Data to process:
• • • •

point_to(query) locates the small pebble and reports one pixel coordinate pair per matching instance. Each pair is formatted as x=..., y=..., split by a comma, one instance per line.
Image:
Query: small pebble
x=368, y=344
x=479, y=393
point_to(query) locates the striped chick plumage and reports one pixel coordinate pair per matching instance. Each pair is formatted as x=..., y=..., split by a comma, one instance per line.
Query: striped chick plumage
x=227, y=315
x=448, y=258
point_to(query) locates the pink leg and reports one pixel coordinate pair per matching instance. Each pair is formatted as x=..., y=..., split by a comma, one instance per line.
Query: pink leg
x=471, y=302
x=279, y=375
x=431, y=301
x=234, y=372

• • • •

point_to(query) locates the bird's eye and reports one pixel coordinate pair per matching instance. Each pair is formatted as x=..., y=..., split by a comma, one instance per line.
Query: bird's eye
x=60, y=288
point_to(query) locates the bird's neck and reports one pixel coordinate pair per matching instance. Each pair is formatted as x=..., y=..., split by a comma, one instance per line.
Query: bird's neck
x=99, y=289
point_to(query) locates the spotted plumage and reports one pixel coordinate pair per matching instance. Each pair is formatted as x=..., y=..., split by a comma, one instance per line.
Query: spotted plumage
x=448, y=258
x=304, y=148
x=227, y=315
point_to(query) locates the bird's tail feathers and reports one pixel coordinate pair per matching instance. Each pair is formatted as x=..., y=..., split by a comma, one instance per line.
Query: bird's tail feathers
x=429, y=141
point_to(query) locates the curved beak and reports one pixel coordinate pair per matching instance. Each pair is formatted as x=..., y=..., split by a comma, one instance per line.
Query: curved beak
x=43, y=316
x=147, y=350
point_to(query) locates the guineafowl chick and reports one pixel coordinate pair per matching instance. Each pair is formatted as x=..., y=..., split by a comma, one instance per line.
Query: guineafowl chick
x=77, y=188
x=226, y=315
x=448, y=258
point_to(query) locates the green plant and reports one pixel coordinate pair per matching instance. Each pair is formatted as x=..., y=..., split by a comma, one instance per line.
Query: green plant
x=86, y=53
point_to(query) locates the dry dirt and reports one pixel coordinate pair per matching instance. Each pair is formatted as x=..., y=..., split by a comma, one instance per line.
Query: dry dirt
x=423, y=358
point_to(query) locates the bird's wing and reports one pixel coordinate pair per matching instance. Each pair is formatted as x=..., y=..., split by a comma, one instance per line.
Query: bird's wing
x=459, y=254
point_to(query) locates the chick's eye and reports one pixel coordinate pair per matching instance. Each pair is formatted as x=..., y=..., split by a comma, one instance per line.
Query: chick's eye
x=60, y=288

• • • •

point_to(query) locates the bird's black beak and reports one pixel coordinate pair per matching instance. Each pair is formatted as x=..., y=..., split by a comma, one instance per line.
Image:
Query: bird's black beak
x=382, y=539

• • • •

Scale by 2 every pixel coordinate in the answers, rounding each result to a whole number with halves rounded up, in everything from the line containing "point_to(query) locates the pink" down to the line containing "x=234, y=372", both lines included. Reproduce all of those lines, leaving the request text and its format sample unchanged.

Task result:
point_to(query) locates the pink leg and reports one pixel coordinate pair per matching instance. Each pair is formatted as x=..., y=..., split by a comma, one instance per line.
Query: pink leg
x=942, y=604
x=558, y=750
x=862, y=602
x=468, y=744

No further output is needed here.